Quoted passage
——

Blue economy--India's new thrust

Geopolitical changes in the region and the sudden increase of focus on the Indo Pacific have brought out the need for India, with a coastline of about 7.5 thousand kilometres to carve out a blueprint on blue economy. A holistic ocean policy is key for India’s economy to touch the $5 trillion mark, experts said, adding that issues relating to the environment and maritime security need to be weaved into the blueprint. Blue economy supports about 10 per cent — $1.5 trillion of China’s gross domestic product. In India it is about 4 per cent.

While a draft policy on the framework of blue economy was submitted in September last year, work is yet to begin. Sources said that though the government has identified blue economy as a thrust area and part of New India by 2030, it needs to speed up its activities.

The Energy and Resources Institute (TERI) noted that India is the third largest fish producing and second largest aquaculture fish producing country in the world.

——

Entries provided
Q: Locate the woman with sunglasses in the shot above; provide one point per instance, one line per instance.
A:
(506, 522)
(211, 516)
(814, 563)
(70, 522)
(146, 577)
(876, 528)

——

Work instruction
Can you pick up the passage on India's blue economy after its last sentence and carry it forward? The rows play no part in what comes next.

Answer space
Also read: Cabinet okays Rs 2,135 crore scheme for better weather & climate forecasting

It added that all the sectors across blue economy have the potential to engage a large workforce. While lakhs of jobs have been created in several sectors including fishing, aquaculture, fish processing, marine tourism and shipping, the potential is significantly higher.

“We have a vast coastline. We need to leverage this to reach the $5 trillion GDP mark..unlike many other countries with coastlines, India has not leveraged its maritime position as much as it should have,” Nirupama Soundararajan, Chief Executive Officer, Pahle India Foundation told India Narrative.

Nine of India’s 29 states are coastal and the nation’s geography includes 1,382 islands.According to the Press Information Bureau, there are nearly 199 ports, including 12 major ports that handle approximately 1,400 million tons of cargo each year. Soudararajan added that boosting blue economy will be even more critical in the post Covid recovery phase.

A recent parliamentary panel in Pakistan recently expressed its concern over the government’s lack of interest in exploring and leveraging the potential benefit from the blue economy, Business Recorder said.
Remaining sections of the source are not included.